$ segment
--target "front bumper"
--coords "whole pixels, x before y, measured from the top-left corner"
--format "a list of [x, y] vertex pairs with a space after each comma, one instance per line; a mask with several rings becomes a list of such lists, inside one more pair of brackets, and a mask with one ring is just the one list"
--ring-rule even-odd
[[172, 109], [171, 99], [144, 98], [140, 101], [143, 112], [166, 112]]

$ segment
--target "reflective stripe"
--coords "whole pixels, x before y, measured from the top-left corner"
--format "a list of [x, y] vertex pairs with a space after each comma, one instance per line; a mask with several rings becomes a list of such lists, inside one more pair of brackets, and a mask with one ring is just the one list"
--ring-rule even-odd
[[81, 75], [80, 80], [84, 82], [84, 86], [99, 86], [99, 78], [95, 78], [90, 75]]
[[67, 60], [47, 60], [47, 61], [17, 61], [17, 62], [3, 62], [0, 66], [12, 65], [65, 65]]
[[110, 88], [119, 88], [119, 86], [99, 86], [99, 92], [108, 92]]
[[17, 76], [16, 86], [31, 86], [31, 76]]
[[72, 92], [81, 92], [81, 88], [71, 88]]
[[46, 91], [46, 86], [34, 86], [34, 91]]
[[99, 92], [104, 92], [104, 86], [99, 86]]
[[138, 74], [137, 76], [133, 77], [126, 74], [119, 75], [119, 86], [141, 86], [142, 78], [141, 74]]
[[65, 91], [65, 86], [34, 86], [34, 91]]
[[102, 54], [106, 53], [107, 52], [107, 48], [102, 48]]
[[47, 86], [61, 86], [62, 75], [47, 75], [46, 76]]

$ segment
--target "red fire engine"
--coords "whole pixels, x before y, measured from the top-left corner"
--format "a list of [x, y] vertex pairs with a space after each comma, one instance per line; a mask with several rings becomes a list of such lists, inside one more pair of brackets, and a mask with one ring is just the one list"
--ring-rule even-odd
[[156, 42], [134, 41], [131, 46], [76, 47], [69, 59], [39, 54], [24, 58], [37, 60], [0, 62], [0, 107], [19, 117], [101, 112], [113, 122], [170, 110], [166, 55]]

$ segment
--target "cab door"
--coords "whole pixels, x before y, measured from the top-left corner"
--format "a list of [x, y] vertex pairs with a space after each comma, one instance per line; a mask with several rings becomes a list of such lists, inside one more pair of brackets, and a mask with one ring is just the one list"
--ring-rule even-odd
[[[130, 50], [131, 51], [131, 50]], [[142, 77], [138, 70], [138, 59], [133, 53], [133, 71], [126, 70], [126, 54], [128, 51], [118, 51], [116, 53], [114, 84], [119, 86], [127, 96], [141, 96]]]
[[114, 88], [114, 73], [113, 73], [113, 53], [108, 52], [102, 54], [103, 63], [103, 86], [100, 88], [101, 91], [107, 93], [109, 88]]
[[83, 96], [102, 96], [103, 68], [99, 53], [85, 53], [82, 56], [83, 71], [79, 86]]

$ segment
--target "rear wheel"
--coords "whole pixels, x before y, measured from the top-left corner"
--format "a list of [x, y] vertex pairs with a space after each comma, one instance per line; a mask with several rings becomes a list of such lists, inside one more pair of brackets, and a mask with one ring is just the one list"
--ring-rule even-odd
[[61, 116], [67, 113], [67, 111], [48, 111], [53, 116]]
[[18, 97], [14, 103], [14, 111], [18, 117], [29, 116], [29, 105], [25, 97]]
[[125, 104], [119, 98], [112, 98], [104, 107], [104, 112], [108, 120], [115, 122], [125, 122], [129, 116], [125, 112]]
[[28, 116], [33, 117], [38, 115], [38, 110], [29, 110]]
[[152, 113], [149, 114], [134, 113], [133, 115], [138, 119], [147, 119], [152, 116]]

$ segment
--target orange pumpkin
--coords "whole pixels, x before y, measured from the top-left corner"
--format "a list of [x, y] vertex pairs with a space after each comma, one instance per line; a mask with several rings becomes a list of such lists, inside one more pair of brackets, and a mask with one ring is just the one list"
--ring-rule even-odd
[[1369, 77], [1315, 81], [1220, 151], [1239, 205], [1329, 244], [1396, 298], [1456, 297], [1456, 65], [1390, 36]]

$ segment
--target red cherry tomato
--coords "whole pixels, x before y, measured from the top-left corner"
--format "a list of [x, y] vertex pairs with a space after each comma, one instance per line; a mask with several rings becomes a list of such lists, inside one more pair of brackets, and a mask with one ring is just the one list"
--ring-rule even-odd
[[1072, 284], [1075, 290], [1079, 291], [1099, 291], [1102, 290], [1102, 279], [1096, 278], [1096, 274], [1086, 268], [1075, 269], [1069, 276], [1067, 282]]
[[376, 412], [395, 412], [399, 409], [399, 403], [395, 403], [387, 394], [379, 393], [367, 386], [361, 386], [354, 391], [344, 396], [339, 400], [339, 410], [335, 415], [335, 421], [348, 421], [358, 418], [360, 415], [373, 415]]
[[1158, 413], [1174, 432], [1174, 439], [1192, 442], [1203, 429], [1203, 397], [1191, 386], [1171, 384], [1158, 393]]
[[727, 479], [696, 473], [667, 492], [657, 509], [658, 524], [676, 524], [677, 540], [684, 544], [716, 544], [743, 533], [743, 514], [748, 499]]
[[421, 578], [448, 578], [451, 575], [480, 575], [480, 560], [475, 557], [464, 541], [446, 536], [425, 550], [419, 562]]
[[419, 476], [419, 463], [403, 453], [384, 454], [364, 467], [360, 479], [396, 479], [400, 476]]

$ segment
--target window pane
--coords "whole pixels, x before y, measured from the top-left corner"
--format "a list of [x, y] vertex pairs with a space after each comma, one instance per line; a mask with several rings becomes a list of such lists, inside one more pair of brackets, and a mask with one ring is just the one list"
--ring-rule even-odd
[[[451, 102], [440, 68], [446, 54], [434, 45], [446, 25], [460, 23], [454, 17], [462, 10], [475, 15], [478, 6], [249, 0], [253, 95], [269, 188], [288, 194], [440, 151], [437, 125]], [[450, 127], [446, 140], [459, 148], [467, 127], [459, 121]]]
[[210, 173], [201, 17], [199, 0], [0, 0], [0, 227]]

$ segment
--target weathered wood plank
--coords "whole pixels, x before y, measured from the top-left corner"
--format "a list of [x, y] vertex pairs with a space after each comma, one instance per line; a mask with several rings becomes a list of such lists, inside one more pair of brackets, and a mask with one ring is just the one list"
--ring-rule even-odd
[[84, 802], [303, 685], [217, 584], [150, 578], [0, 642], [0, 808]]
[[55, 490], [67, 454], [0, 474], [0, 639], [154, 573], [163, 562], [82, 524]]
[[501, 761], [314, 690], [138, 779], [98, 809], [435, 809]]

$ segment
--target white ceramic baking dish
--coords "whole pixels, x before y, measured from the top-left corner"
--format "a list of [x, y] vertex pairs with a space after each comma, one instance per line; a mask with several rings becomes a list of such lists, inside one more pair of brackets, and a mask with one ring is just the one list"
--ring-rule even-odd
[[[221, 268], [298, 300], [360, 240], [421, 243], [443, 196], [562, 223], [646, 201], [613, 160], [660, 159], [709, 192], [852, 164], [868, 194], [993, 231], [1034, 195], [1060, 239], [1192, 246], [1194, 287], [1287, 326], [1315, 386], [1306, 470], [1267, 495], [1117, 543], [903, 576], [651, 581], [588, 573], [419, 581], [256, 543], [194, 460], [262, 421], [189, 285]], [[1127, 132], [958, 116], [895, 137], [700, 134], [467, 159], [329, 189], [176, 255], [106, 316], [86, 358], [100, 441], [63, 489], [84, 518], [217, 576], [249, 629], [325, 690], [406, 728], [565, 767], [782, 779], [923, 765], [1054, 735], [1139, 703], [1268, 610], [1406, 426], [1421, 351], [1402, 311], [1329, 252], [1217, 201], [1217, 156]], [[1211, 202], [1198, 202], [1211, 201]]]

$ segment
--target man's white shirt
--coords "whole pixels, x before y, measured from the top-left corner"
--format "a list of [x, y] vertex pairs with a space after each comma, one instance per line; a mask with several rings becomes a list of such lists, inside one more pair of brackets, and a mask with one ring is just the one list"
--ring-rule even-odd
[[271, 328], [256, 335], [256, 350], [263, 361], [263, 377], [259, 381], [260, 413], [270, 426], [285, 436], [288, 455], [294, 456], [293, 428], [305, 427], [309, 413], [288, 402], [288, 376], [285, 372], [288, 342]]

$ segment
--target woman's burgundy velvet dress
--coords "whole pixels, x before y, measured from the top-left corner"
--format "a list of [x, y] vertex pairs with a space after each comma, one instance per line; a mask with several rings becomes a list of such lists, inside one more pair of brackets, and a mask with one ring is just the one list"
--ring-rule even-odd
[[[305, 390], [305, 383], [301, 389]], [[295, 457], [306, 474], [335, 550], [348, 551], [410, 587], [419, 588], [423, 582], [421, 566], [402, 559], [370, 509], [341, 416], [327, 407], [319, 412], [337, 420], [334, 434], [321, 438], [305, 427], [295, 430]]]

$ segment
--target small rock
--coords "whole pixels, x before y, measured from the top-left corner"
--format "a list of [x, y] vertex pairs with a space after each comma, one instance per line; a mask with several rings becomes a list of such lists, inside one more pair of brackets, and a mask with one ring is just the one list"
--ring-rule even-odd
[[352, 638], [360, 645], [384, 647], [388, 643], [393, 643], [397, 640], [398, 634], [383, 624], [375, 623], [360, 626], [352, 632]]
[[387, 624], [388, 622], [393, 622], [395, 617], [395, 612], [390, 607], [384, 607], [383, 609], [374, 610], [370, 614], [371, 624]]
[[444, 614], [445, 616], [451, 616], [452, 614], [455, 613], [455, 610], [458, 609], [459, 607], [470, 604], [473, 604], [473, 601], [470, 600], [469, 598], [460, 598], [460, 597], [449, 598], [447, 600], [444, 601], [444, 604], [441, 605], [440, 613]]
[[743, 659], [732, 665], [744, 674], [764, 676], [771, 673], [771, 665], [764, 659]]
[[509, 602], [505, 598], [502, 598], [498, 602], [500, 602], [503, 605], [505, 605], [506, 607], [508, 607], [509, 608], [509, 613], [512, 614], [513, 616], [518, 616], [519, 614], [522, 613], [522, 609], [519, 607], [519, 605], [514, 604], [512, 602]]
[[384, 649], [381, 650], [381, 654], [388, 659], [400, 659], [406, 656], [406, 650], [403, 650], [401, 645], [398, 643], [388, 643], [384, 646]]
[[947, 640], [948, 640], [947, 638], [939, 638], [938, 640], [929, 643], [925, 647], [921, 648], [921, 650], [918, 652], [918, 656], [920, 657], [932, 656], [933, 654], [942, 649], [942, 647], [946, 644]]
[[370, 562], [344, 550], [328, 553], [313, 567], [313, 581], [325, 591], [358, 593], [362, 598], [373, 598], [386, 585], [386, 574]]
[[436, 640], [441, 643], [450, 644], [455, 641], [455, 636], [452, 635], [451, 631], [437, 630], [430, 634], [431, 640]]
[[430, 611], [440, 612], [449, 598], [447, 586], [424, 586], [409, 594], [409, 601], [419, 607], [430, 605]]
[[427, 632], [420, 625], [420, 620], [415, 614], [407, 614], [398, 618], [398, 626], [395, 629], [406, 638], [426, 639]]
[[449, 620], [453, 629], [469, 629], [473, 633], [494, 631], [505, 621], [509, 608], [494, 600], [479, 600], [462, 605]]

============================================================

• WORK INSTRUCTIONS: Rewrite the records from the first line up to and including the line with "110], [166, 55]]", putting "rear bumper" in place of "front bumper" and changing nothing else.

• WRITTEN ANSWER:
$ segment
--target "rear bumper"
--coords "whole pixels, x before y, measured from the top-left corner"
--format "a list of [x, y] vertex pairs with a space after each comma, one instance per line; a mask with several rings becomes a list of such lists, inside one more pair of brackets, and a mask with one ring is just the one list"
--ring-rule even-odd
[[172, 109], [171, 99], [144, 98], [140, 101], [143, 112], [166, 112]]

$ segment
--target "reflective stripe"
--coords "whole pixels, x before y, measured from the top-left corner"
--format "a list of [x, y] vertex pairs with a space after each comma, one instance per line; a mask with several rings becomes a list of such lists, inside one more pair of brackets, and a mask with one ring is just the one list"
--ring-rule even-odd
[[81, 75], [80, 80], [84, 82], [84, 86], [99, 86], [99, 78], [95, 78], [90, 75]]
[[67, 60], [47, 60], [47, 61], [17, 61], [17, 62], [3, 62], [0, 66], [12, 65], [65, 65]]
[[110, 88], [119, 88], [119, 86], [99, 86], [99, 92], [108, 92]]
[[17, 76], [16, 86], [31, 86], [31, 76]]
[[72, 92], [81, 92], [81, 88], [71, 88]]
[[46, 91], [46, 86], [34, 86], [34, 91]]
[[99, 92], [104, 92], [104, 86], [99, 86]]
[[138, 74], [137, 76], [133, 77], [126, 74], [119, 75], [119, 86], [141, 86], [142, 78], [141, 74]]
[[65, 91], [65, 86], [34, 86], [34, 91]]
[[102, 54], [106, 53], [107, 52], [107, 48], [102, 48]]
[[47, 86], [61, 86], [62, 75], [47, 75], [46, 76]]

$ segment
--target "red fire engine"
--coords "whole pixels, x before y, measured from the top-left corner"
--format "a list of [x, y] vertex pairs with a space after each comma, one instance per line; a mask with several rings becomes a list of such lists, inside one more pair of brackets, and a mask with one ring is just the one list"
--ring-rule even-odd
[[156, 42], [134, 41], [131, 46], [76, 47], [69, 59], [39, 54], [24, 58], [37, 60], [0, 62], [0, 107], [19, 117], [101, 112], [113, 122], [170, 110], [166, 55]]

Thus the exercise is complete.